DOCUMENT SECTION Start Marker
Mi'kmaq family in Tuft's Cove, 1871. The Mi'kmaq inhabited Nova Scotia when the first Europeans arrived.

Nova Scotia includes regions of the Mi'kmaq nation of Mi'kma'ki (mi'gama'gi), the territory of which extends across the Maritimes, parts of Maine, Newfoundland and the Gaspé Peninsula. The Mi'kmaq people are part of the large Algonquian-language family and inhabited Nova Scotia at the time the first European colonists arrived. Research published in 1871 as well as Silas Tertius Rand's work from 1894 showed that some Mi'kmaq believed they had emigrated from the west, and then lived alongside the Kwēdĕchk, the original inhabitants. According to these accounts, the two tribes engaged in a war that lasted "many years", and involved the "slaughter of men, women, and children, and torture of captives", and the eventual displacement of the Kwēdĕchk by the victorious Mi’kmaq.

===European settlement===
The first Europeans to settle the area were the French, who sailed into the Annapolis Basin in 1604, but chose to settle at Saint Croix Island in Maine instead. They abandoned the Maine settlement the following year and, in 1605, established a settlement at Port Royal, which grew into modern-day Annapolis Royal. This would be the first permanent European settlement in what would later become Canada. The settlement was in the Mi'kmaw district of Kespukwitk and was the founding settlement of what would become Acadia.
DOCUMENT SECTION End Marker
DATA FOR ANALYSIS Start Marker
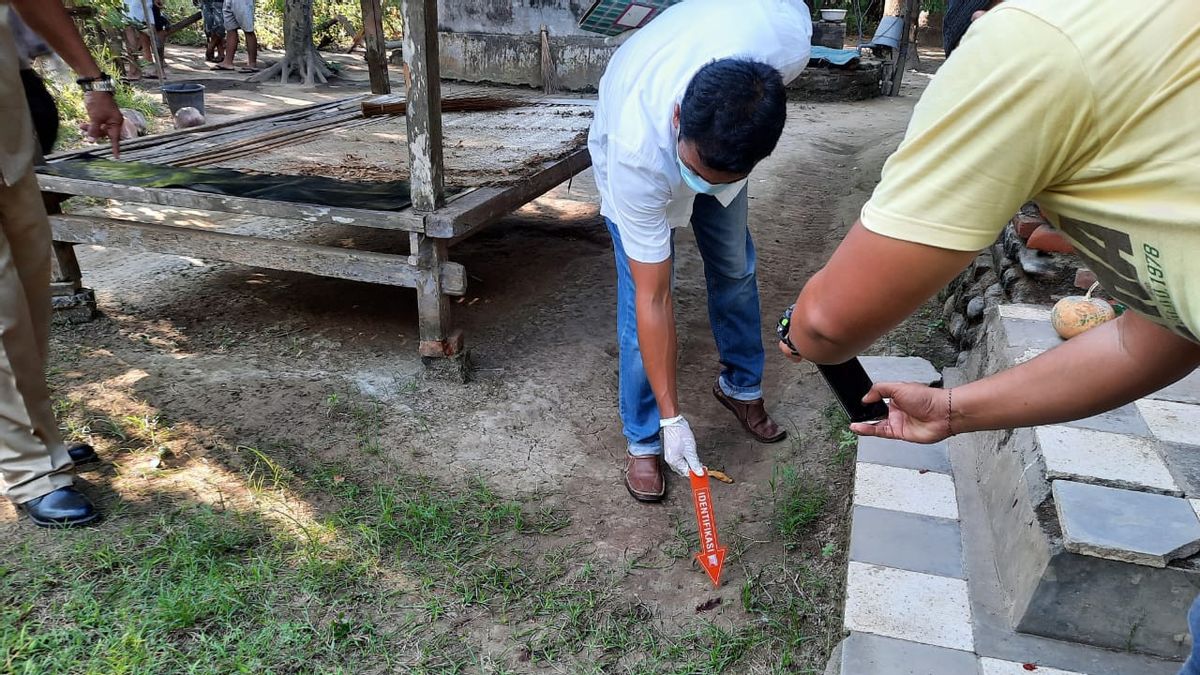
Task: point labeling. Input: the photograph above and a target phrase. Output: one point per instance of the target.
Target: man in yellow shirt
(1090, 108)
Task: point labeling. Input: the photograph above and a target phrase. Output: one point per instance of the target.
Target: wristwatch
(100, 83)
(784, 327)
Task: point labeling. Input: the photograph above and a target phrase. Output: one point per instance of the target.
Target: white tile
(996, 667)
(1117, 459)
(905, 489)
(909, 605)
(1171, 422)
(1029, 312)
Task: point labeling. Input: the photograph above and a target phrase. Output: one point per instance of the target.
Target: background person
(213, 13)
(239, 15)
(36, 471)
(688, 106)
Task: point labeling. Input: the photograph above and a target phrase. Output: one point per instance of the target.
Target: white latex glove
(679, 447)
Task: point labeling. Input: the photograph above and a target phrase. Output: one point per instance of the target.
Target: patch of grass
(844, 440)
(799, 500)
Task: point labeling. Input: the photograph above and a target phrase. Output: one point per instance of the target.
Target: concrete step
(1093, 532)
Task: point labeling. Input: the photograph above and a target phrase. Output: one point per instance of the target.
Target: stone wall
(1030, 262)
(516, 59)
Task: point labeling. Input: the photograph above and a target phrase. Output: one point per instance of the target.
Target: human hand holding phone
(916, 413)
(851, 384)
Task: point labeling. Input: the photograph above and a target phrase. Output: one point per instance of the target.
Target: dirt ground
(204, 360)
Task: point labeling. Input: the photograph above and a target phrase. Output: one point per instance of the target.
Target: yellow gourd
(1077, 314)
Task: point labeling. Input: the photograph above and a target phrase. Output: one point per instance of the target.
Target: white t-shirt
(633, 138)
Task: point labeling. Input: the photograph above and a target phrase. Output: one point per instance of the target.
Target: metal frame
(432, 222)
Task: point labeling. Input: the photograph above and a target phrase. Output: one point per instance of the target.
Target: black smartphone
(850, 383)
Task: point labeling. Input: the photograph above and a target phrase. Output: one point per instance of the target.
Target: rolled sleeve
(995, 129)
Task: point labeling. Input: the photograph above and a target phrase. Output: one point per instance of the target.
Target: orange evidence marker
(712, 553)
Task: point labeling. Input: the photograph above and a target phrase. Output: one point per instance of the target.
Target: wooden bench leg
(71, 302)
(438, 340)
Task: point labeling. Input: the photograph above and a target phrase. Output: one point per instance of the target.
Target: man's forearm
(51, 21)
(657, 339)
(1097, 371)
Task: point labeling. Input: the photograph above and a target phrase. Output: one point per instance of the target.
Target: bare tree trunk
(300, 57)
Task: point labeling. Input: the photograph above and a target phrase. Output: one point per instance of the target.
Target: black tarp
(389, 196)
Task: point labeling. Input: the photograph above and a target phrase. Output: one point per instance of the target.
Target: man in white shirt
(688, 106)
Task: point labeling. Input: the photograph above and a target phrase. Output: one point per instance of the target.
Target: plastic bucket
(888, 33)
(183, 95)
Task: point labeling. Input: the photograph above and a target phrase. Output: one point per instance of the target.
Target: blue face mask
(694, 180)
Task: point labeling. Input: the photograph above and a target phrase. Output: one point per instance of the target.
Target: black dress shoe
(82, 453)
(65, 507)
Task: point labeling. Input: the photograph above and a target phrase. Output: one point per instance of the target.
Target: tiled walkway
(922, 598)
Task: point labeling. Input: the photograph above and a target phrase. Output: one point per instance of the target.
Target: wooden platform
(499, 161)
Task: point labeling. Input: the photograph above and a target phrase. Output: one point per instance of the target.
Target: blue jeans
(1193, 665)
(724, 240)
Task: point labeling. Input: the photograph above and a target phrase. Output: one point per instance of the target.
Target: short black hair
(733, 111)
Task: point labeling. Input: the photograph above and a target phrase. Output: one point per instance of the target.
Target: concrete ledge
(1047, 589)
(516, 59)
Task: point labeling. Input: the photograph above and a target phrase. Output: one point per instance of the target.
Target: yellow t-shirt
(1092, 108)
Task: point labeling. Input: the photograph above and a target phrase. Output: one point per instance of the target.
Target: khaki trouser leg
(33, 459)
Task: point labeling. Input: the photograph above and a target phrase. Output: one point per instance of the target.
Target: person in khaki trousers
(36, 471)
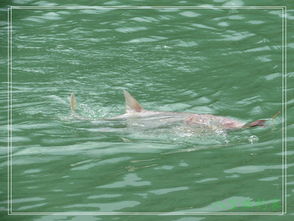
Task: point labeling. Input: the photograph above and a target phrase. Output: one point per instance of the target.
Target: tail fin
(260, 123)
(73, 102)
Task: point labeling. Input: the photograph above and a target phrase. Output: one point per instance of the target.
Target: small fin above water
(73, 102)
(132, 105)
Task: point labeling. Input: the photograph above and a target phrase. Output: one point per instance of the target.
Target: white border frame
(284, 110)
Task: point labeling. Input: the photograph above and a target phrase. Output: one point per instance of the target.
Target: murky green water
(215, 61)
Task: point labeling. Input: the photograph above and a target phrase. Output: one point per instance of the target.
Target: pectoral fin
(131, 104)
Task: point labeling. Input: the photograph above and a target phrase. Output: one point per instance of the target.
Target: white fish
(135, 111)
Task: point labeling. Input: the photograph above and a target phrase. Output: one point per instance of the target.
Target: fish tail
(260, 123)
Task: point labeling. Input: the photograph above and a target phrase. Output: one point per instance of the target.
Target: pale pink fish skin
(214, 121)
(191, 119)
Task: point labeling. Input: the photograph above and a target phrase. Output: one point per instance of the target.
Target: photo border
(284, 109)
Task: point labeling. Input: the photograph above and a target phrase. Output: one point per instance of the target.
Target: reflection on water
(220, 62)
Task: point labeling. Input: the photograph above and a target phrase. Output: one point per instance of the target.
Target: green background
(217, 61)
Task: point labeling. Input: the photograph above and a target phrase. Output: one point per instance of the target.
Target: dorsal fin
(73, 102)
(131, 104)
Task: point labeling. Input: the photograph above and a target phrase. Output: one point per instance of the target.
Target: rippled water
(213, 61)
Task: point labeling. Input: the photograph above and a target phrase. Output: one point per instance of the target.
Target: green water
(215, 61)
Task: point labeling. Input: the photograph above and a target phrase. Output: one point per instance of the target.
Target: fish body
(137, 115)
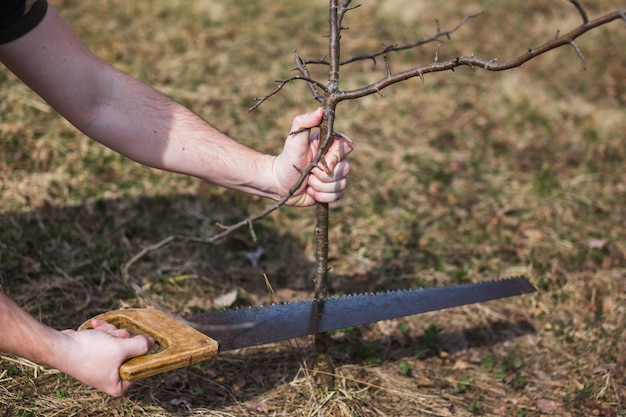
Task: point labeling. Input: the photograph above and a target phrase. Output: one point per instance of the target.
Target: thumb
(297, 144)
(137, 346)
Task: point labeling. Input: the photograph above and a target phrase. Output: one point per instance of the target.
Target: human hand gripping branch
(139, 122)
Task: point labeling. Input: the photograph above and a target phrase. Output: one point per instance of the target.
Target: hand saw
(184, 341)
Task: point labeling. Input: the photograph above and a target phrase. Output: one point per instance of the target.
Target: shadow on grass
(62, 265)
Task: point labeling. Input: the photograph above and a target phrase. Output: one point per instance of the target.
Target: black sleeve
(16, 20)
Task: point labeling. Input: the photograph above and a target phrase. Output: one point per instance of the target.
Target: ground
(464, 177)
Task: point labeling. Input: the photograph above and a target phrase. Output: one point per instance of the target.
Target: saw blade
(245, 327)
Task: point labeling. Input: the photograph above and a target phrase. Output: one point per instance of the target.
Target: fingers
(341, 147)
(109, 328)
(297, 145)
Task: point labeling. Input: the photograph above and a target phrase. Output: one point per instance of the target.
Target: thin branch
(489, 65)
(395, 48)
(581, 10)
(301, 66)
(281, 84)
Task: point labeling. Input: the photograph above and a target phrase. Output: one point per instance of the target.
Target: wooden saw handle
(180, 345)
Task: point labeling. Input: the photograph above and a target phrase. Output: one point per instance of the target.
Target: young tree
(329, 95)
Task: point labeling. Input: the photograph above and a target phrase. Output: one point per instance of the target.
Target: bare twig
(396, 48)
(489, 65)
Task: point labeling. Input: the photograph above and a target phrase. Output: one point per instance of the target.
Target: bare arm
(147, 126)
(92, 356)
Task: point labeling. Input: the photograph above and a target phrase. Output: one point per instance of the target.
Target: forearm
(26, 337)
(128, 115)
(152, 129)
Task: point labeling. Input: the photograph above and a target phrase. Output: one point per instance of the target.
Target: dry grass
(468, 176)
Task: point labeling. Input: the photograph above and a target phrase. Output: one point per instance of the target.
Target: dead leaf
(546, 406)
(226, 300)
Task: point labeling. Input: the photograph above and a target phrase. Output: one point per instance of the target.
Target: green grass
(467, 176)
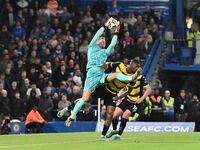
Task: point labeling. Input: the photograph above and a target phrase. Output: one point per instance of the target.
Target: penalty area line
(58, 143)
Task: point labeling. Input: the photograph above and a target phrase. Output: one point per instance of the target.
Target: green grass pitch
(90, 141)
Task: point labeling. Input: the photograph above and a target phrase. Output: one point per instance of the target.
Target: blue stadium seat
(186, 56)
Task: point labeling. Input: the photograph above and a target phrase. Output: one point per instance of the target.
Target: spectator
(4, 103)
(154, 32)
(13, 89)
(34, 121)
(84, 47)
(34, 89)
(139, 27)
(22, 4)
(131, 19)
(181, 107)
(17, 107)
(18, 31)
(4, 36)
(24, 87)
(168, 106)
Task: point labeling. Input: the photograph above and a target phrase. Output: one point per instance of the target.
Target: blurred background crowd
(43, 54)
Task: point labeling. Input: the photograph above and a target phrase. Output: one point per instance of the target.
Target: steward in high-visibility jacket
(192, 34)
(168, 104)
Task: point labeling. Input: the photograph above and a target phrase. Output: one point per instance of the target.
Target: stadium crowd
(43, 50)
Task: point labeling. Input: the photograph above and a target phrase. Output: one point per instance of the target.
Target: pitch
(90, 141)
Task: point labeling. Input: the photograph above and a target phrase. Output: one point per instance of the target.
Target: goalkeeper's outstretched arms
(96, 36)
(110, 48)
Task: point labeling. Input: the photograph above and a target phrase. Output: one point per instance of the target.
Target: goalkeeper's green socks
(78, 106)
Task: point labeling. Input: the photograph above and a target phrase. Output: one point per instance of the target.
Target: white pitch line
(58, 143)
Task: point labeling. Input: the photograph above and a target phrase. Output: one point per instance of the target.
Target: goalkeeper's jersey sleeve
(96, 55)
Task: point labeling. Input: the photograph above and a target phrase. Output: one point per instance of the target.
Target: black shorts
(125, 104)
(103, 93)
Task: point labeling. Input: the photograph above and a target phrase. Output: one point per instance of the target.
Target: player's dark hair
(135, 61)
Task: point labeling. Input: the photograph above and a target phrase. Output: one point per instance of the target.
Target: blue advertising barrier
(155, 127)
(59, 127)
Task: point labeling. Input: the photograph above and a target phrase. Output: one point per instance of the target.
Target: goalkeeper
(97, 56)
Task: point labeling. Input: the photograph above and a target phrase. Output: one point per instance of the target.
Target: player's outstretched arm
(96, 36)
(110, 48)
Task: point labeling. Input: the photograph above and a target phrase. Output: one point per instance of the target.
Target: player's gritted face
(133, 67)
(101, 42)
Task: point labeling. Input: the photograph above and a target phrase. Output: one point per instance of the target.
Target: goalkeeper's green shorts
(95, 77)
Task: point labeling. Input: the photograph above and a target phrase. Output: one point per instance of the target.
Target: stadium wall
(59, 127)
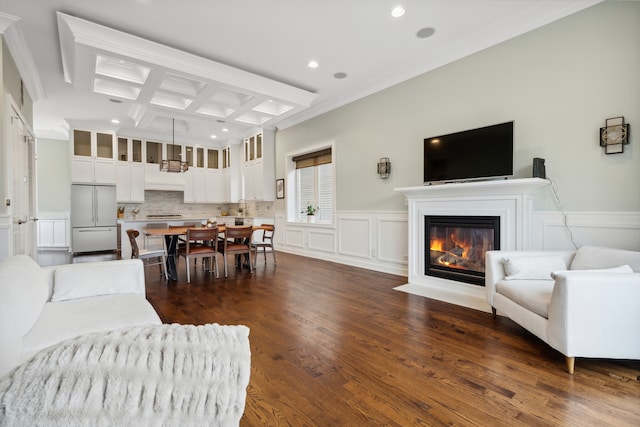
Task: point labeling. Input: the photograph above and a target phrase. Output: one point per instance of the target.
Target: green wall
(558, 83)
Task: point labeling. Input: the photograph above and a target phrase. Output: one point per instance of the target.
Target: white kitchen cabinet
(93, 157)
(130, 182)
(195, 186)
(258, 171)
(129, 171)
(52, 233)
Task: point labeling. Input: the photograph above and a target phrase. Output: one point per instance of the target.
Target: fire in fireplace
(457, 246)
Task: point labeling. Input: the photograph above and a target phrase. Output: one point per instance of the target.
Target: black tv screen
DATA FOR ANALYSIS End Marker
Can you copy out, word for word, the part of the Nova Scotia history text above that opens with the words containing "Mi'kmaq family in" and closes with "the victorious Mi’kmaq."?

Mi'kmaq family in Tuft's Cove, 1871. The Mi'kmaq inhabited Nova Scotia when the first Europeans arrived.

Nova Scotia includes regions of the Mi'kmaq nation of Mi'kma'ki (mi'gama'gi), the territory of which extends across the Maritimes, parts of Maine, Newfoundland and the Gaspé Peninsula. The Mi'kmaq people are part of the large Algonquian-language family and inhabited Nova Scotia at the time the first European colonists arrived. Research published in 1871 as well as Silas Tertius Rand's work from 1894 showed that some Mi'kmaq believed they had emigrated from the west, and then lived alongside the Kwēdĕchk, the original inhabitants. According to these accounts, the two tribes engaged in a war that lasted "many years", and involved the "slaughter of men, women, and children, and torture of captives", and the eventual displacement of the Kwēdĕchk by the victorious Mi’kmaq.